TASK TO COMPLETE: Convert the lines below into a Markdown table with the columns "Row" and "Line", numbering each row and leaving out blank lines. Include only the lines from the one containing "query (the noun phrase to segment): long" through the one containing "of the long", with both of those lines included.

EXTRACTED MATERIAL:
-.-.-

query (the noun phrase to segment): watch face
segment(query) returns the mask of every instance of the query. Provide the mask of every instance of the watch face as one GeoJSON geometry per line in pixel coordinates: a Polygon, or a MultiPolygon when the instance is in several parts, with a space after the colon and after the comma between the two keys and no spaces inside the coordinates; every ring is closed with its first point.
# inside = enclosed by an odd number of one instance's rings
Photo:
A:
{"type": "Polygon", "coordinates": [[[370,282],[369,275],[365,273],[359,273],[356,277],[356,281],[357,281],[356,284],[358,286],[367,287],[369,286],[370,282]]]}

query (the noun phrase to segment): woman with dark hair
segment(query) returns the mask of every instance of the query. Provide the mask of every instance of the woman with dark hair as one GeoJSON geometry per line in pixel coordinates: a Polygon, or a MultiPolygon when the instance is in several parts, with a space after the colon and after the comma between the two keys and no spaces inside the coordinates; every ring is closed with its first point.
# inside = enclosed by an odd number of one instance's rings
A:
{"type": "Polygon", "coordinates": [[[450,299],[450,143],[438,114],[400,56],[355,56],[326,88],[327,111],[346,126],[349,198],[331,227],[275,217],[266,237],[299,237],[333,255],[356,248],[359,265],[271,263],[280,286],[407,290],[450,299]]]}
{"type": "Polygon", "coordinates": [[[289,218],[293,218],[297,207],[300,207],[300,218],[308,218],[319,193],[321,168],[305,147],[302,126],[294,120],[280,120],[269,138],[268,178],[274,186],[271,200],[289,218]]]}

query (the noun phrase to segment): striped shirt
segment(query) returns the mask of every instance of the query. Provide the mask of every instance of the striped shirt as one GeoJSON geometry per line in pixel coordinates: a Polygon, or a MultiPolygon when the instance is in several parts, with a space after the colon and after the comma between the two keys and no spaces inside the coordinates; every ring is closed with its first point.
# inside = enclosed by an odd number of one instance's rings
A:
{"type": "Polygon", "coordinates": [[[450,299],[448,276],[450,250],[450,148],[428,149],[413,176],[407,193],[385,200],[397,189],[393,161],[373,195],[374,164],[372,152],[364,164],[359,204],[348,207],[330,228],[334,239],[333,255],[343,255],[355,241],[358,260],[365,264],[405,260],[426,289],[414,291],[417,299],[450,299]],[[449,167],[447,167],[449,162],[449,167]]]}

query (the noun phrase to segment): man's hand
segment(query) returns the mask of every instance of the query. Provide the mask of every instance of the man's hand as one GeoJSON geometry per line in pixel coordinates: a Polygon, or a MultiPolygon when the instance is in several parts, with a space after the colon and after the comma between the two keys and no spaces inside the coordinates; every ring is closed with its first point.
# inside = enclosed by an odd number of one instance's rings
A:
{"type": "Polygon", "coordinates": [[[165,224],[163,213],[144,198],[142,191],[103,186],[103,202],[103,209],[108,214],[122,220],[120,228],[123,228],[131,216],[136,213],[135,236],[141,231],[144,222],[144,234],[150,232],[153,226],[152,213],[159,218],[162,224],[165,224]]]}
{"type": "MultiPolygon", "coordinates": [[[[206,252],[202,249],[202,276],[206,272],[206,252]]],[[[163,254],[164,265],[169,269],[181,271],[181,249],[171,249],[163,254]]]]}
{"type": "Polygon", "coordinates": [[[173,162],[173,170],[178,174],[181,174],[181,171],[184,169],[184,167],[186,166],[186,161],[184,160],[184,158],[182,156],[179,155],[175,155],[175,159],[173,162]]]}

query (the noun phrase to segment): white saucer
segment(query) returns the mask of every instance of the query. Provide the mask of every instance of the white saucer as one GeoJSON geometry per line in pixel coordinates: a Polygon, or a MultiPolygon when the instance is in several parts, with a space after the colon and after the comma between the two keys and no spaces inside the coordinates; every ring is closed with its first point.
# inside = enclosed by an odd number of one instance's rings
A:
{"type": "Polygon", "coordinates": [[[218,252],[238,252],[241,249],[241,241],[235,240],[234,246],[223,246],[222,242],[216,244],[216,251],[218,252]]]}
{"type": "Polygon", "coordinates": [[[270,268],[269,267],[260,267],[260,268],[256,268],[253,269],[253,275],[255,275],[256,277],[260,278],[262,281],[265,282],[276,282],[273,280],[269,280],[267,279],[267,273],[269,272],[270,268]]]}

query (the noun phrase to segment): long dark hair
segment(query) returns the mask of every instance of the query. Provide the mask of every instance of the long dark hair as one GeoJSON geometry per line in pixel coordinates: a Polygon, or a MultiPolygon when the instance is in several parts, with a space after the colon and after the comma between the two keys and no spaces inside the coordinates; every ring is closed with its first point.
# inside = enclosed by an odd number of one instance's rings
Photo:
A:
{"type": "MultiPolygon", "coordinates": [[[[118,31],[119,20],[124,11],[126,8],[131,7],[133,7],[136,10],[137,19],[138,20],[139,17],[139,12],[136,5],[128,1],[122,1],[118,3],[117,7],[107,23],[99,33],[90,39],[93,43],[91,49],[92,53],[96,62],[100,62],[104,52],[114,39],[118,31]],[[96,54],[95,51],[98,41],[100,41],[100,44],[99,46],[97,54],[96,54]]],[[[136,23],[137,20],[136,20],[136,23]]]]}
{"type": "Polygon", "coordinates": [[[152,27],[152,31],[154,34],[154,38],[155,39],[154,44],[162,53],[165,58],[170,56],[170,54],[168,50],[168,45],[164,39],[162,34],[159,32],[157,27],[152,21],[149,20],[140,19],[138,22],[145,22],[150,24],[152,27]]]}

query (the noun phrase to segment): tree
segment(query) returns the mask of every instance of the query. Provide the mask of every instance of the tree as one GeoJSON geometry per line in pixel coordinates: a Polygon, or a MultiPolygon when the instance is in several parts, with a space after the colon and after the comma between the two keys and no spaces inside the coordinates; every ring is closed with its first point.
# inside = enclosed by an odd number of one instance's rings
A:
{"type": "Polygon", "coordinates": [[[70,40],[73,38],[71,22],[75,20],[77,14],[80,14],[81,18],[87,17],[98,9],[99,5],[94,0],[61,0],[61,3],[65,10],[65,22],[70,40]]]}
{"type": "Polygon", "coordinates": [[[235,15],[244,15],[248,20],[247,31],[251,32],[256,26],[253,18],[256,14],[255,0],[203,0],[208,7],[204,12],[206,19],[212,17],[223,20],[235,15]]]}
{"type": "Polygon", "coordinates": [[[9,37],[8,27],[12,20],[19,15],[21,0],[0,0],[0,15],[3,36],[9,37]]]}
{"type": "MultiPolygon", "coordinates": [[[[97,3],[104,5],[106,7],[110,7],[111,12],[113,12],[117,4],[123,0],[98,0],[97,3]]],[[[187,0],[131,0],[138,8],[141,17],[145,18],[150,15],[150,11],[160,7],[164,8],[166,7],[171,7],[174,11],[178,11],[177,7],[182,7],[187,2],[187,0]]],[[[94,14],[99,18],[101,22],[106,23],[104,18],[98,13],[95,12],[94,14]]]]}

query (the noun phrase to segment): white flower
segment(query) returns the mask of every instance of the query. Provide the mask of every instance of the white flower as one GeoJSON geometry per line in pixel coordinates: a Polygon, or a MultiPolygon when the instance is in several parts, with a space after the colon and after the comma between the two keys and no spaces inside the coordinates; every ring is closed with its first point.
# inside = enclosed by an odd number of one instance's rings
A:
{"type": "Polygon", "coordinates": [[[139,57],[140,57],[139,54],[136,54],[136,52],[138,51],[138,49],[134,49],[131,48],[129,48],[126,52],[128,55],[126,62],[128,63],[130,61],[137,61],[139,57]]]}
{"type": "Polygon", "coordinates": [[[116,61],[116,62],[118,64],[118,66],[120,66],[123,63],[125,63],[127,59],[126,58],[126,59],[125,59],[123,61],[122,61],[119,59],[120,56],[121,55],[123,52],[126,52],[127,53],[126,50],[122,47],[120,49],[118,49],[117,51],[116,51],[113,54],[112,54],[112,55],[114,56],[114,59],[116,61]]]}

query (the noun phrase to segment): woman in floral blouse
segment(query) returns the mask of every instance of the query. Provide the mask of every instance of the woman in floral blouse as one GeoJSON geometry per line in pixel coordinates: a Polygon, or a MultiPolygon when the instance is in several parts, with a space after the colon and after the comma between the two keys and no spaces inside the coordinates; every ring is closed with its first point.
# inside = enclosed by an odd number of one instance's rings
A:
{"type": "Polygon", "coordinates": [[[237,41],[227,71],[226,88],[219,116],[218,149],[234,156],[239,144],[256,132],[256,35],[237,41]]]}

-.-.-

SOLUTION:
| Row | Line |
|---|---|
| 1 | query (the noun phrase to segment): long dark hair |
| 2 | segment(query) returns the mask of every instance of the query. Provide the mask of every instance of the long dark hair as one GeoJSON geometry per line in pixel coordinates: a Polygon, or a MultiPolygon when the instance is in several parts, with a space after the colon and after the comma between the two keys and no spaces inside the coordinates; every ring is closed with its first point. |